→ Supplied passage

□ □ □ □ □

Is worker a JVM process or not? I ran the bin\start-slave.sh and found that it spawned the worker, which is actually a JVM.

As per the above link, an executor is a process launched for an application on a worker node that runs tasks. Executor is also a JVM.

These are my questions:

  1. Executors are per application. Then what is role of a worker? Does it co-ordinate with the executor and communicate the result back to the driver? or does the driver directly talks to the executor? If so, what is worker's purpose then?

  2. How to control the number of executors for an application? 3.Can the tasks be made to run in parallel inside the executor? If so, how to configure the number of threads for an executor?

  3. What is the relation between worker, executors and executor cores ( --total-executor-cores)?

  4. what does it mean to have more workers per node?

Updated

Lets take examples to understand better.

Example 1: A standalone cluster with 5 worker nodes (each node having 8 cores) When i start an application with default settings.

□ □ □ □ □

→ Stored records

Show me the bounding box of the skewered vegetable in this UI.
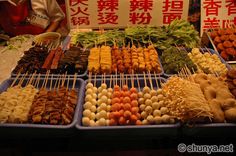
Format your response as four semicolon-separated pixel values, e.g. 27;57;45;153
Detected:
209;28;236;61
188;48;227;75
161;47;197;74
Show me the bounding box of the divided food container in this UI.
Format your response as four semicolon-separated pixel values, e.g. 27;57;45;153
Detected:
163;48;231;77
76;77;180;136
0;78;84;137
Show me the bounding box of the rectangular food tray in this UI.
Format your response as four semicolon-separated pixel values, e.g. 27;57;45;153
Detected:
0;78;84;135
87;58;164;78
11;70;88;78
76;77;180;135
163;48;231;77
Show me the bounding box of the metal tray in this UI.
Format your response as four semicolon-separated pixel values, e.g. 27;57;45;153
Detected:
76;77;180;136
0;78;84;136
182;123;236;136
163;48;231;77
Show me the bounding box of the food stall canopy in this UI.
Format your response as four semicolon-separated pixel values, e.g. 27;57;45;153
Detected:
66;0;189;29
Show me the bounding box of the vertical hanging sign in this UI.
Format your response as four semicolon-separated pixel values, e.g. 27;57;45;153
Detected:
66;0;189;29
201;0;236;34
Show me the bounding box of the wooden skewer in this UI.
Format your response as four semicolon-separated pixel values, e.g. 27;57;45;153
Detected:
61;71;67;87
135;74;141;91
131;70;134;88
158;75;163;88
148;71;153;90
56;75;63;90
53;75;61;90
45;70;50;88
30;70;37;86
109;75;112;88
88;72;92;83
72;73;77;89
49;74;53;90
154;72;159;88
10;72;21;87
66;75;70;91
94;74;97;87
42;71;48;88
104;73;106;84
19;72;28;86
35;73;41;88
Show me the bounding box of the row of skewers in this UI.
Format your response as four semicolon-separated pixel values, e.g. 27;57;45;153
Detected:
82;66;236;127
0;72;78;125
82;74;175;126
88;45;162;74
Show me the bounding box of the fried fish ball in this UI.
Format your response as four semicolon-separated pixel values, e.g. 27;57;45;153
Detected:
153;109;161;116
223;41;233;48
86;83;93;89
82;117;90;126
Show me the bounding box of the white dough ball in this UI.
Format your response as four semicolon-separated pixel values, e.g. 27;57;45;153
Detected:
90;112;96;120
138;92;143;98
86;83;93;89
150;90;157;96
139;104;146;111
145;106;153;114
85;88;93;95
83;102;93;109
82;117;90;126
141;112;148;119
83;109;92;118
85;94;93;102
91;99;97;105
160;107;168;114
98;118;106;126
145;99;152;106
142;120;148;125
152;102;161;109
153;109;161;116
99;103;107;111
101;83;107;89
90;105;97;113
143;93;151;100
147;115;154;124
89;120;96;127
154;116;162;124
99;110;107;119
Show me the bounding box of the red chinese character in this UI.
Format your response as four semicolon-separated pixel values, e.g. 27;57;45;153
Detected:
98;0;118;12
98;12;118;24
163;13;182;24
225;0;236;15
162;0;184;12
130;0;153;12
129;12;152;24
222;17;236;28
203;0;222;16
70;7;89;16
203;17;220;31
69;0;88;6
71;17;90;25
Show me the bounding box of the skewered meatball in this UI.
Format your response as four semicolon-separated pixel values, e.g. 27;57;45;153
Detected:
229;34;236;41
220;35;229;41
223;41;233;48
214;36;222;44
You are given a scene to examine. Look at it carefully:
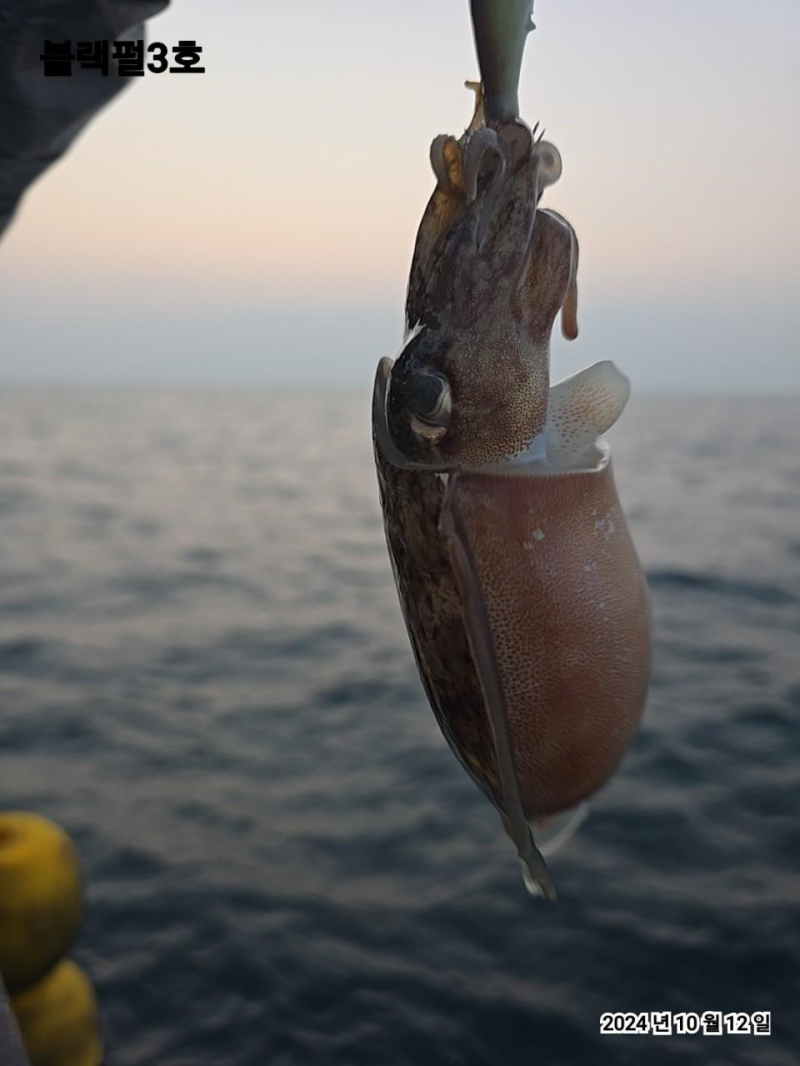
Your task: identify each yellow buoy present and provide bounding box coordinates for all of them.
[11,958,102,1066]
[0,811,83,994]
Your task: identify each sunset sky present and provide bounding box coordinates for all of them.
[0,0,800,392]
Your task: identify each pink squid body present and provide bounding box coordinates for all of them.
[458,458,650,819]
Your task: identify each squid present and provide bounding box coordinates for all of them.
[372,0,651,900]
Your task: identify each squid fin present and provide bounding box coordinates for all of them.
[547,359,630,466]
[439,473,556,900]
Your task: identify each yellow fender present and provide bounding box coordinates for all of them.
[11,958,102,1066]
[0,811,83,995]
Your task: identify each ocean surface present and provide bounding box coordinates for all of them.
[0,388,800,1066]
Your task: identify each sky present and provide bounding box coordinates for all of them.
[0,0,800,393]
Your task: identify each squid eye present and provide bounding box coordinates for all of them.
[534,141,561,189]
[409,370,452,438]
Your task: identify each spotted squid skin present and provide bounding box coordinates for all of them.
[458,461,651,819]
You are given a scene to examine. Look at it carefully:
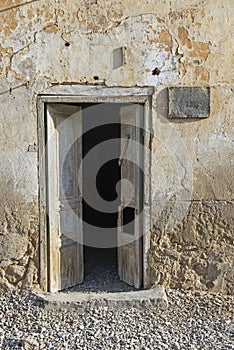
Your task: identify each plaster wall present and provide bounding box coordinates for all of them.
[0,0,234,293]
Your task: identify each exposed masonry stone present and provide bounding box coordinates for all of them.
[0,0,234,293]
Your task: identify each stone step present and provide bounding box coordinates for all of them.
[36,286,168,309]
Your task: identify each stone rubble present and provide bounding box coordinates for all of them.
[0,290,234,350]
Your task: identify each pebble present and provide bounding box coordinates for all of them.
[0,290,234,350]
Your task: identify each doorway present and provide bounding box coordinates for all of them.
[39,90,152,291]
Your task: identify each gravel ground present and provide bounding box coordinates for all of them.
[0,291,234,350]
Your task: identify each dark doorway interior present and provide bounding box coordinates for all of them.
[76,103,132,291]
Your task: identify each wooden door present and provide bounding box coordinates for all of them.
[118,105,143,288]
[47,103,84,292]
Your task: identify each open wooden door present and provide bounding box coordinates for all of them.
[118,104,143,288]
[47,103,84,292]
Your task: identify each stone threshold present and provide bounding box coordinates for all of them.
[36,286,168,309]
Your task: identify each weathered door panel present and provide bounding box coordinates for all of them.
[118,105,143,288]
[47,104,84,291]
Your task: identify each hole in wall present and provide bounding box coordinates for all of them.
[152,67,161,75]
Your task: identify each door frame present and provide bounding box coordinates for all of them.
[37,85,154,292]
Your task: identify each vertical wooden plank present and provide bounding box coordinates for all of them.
[118,105,143,288]
[47,104,83,291]
[37,97,48,292]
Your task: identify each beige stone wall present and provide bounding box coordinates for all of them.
[0,0,234,292]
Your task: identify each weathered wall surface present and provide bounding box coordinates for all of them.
[0,0,234,292]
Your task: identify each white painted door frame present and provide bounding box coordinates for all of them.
[37,85,154,291]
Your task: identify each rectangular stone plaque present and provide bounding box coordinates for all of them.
[169,87,210,118]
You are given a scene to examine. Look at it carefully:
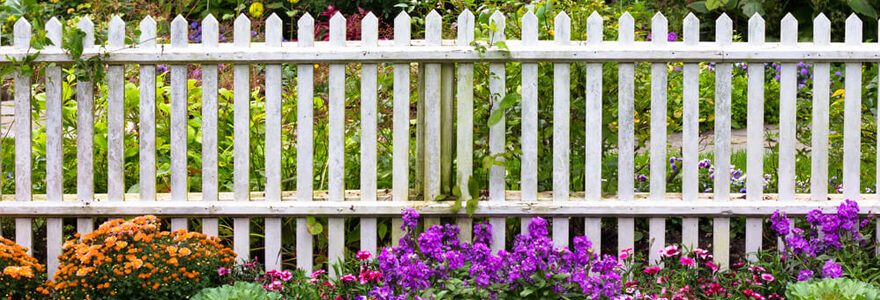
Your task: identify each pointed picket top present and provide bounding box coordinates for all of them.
[779,13,798,45]
[266,13,284,47]
[330,12,345,47]
[12,18,32,49]
[296,13,315,47]
[813,13,831,45]
[455,9,474,46]
[682,13,700,45]
[232,14,251,48]
[138,16,156,48]
[425,9,443,46]
[76,17,95,48]
[394,11,412,46]
[553,11,571,45]
[46,17,61,49]
[361,12,379,48]
[651,12,669,44]
[749,13,764,45]
[202,14,220,47]
[587,10,602,44]
[843,13,862,45]
[715,13,733,45]
[171,15,189,47]
[617,11,635,45]
[522,11,538,45]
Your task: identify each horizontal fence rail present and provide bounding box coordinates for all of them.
[0,11,880,274]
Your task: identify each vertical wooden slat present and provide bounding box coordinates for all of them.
[843,13,862,200]
[13,18,33,254]
[170,15,189,230]
[520,11,538,234]
[455,9,479,242]
[617,12,635,251]
[202,14,219,236]
[810,13,832,202]
[648,12,668,264]
[584,11,603,253]
[296,13,315,272]
[553,12,571,247]
[488,11,507,252]
[76,17,95,234]
[681,13,700,249]
[360,12,379,253]
[264,14,283,270]
[391,11,410,243]
[745,13,764,261]
[107,15,125,201]
[232,14,251,261]
[327,13,345,277]
[712,14,733,268]
[46,17,64,278]
[138,16,157,201]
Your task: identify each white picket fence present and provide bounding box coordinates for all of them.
[0,11,880,274]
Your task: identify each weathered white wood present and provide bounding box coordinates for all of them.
[76,17,95,234]
[648,12,668,264]
[13,18,33,254]
[553,12,571,247]
[617,12,635,251]
[170,15,189,230]
[712,14,733,268]
[327,13,345,277]
[296,13,315,272]
[264,14,283,270]
[45,17,64,278]
[454,9,479,242]
[745,13,764,261]
[681,13,700,249]
[107,15,125,201]
[360,12,379,253]
[138,16,158,204]
[202,14,219,236]
[232,14,251,261]
[843,13,862,199]
[484,11,507,252]
[810,14,831,201]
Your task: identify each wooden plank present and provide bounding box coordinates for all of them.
[681,13,700,249]
[712,14,733,268]
[810,13,832,202]
[648,12,668,264]
[232,14,251,261]
[617,12,635,251]
[843,14,862,199]
[553,11,571,247]
[169,15,189,230]
[360,12,379,253]
[202,14,219,236]
[327,13,345,277]
[296,13,315,272]
[455,9,478,243]
[76,17,95,234]
[745,13,764,261]
[264,13,283,270]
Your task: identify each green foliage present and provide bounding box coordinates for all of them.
[785,277,880,300]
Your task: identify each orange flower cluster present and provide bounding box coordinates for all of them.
[55,216,235,299]
[0,237,49,299]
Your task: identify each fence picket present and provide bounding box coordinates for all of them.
[553,12,571,247]
[296,13,315,272]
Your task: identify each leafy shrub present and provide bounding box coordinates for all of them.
[191,281,282,300]
[55,216,235,299]
[785,278,880,300]
[0,237,48,299]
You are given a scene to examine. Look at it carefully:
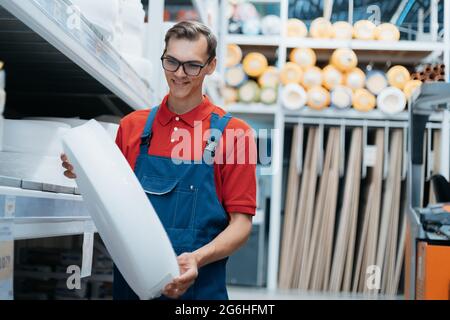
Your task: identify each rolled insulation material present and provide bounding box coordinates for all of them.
[352,89,377,112]
[225,64,248,87]
[331,86,353,109]
[280,62,303,85]
[366,70,389,95]
[309,18,333,39]
[281,83,308,110]
[243,52,269,77]
[403,80,422,99]
[286,19,308,38]
[306,86,330,110]
[258,66,280,88]
[387,66,411,90]
[289,48,317,68]
[331,48,358,72]
[225,44,242,68]
[302,66,323,90]
[261,14,281,35]
[322,64,344,90]
[242,19,261,36]
[260,87,278,104]
[353,20,377,40]
[375,23,400,41]
[238,80,261,103]
[377,87,406,114]
[333,21,353,40]
[344,68,366,90]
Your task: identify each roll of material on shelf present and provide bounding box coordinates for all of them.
[281,83,308,110]
[225,65,247,87]
[289,48,317,68]
[286,18,308,38]
[322,65,344,90]
[375,23,400,41]
[387,66,411,90]
[352,89,377,112]
[258,66,280,87]
[306,86,330,110]
[331,48,358,72]
[260,87,278,104]
[280,62,303,85]
[403,80,422,99]
[331,86,353,109]
[333,21,353,40]
[225,44,242,68]
[377,87,406,114]
[238,80,261,103]
[302,66,323,90]
[63,120,180,300]
[261,14,281,36]
[344,68,366,90]
[353,20,377,40]
[309,17,333,39]
[366,70,389,95]
[243,52,269,77]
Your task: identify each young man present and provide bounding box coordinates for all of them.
[62,22,256,299]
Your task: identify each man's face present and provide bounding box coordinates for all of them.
[164,36,216,99]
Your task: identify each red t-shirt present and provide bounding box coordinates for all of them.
[116,96,256,215]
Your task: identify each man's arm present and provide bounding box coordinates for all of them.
[163,213,252,299]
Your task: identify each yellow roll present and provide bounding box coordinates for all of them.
[353,20,377,40]
[289,48,317,68]
[225,44,242,68]
[387,66,411,90]
[286,19,308,38]
[309,18,333,39]
[258,66,280,87]
[403,80,422,99]
[322,64,344,90]
[302,66,323,89]
[352,89,377,112]
[344,68,366,90]
[280,62,303,85]
[331,48,358,72]
[375,23,400,41]
[306,86,330,110]
[332,21,353,40]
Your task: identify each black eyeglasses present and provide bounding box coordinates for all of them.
[161,55,211,77]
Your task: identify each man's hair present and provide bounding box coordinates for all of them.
[164,21,217,60]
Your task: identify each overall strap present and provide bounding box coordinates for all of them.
[139,106,159,154]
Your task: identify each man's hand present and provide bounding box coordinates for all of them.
[163,253,198,299]
[61,153,77,179]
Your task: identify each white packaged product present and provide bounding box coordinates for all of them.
[63,120,179,300]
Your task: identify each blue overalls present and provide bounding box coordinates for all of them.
[113,107,231,300]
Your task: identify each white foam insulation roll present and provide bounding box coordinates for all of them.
[289,48,317,68]
[331,48,358,72]
[286,18,308,38]
[280,62,303,85]
[306,86,330,110]
[352,89,377,112]
[281,83,308,110]
[353,20,377,40]
[238,80,261,103]
[366,70,389,95]
[322,64,344,90]
[225,64,248,87]
[377,87,406,114]
[302,66,323,90]
[331,85,353,109]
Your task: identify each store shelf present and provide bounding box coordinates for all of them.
[0,0,152,109]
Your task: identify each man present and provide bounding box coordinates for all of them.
[62,22,256,299]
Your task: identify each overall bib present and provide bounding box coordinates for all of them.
[113,108,231,300]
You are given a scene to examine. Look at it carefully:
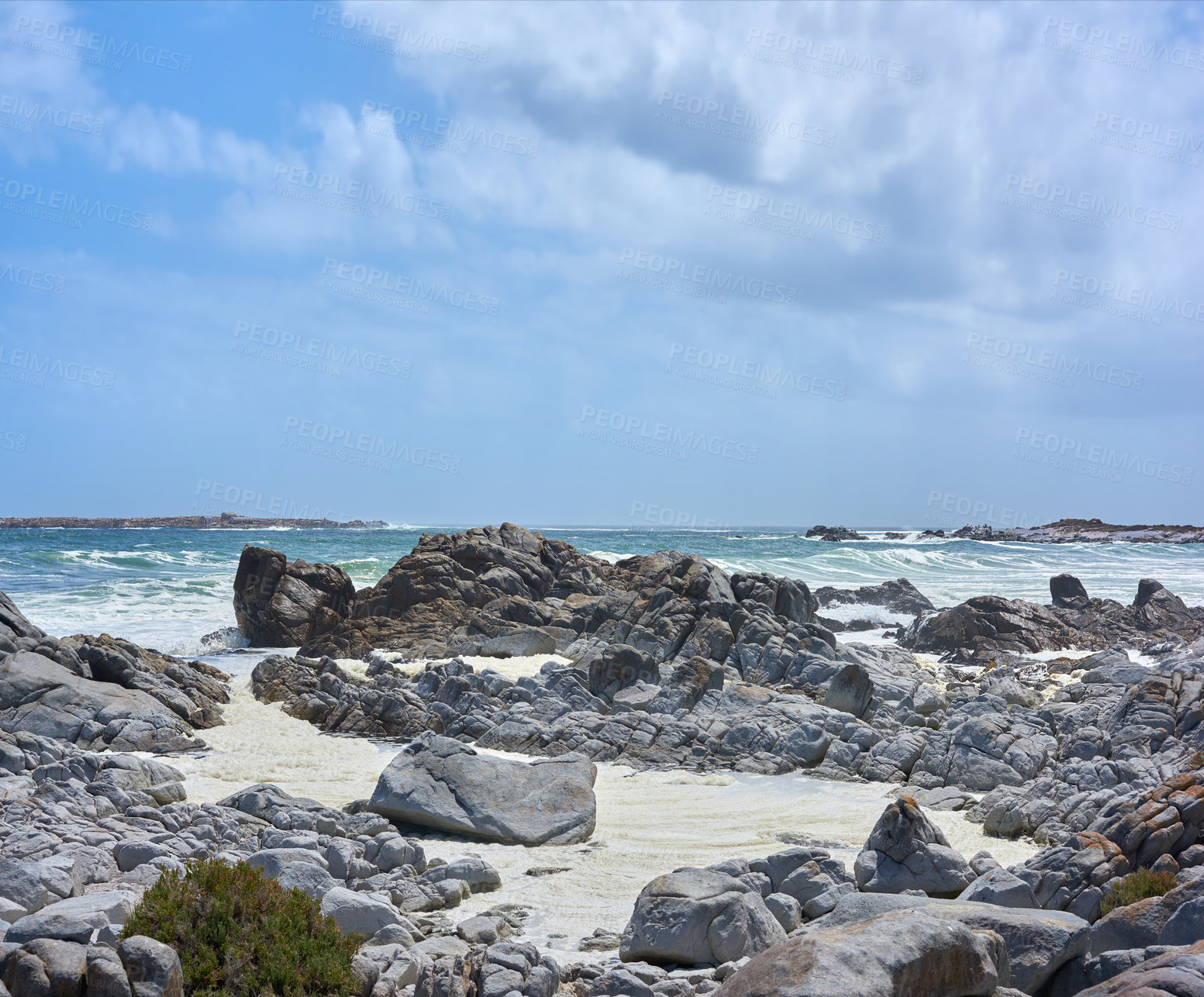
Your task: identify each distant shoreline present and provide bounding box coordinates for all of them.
[0,513,389,530]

□ □ □ □ □

→ Instructions to follow
Copy word for word the part of the post about Spark workers and executors that opens with the words containing "2. How to control" and closes with "cores ( --total-executor-cores)?".

→ Solution for this task
2. How to control the number of executors for an application? 3.Can the tasks be made to run in parallel inside the executor? If so, how to configure the number of threads for an executor?

  3. What is the relation between worker, executors and executor cores ( --total-executor-cores)?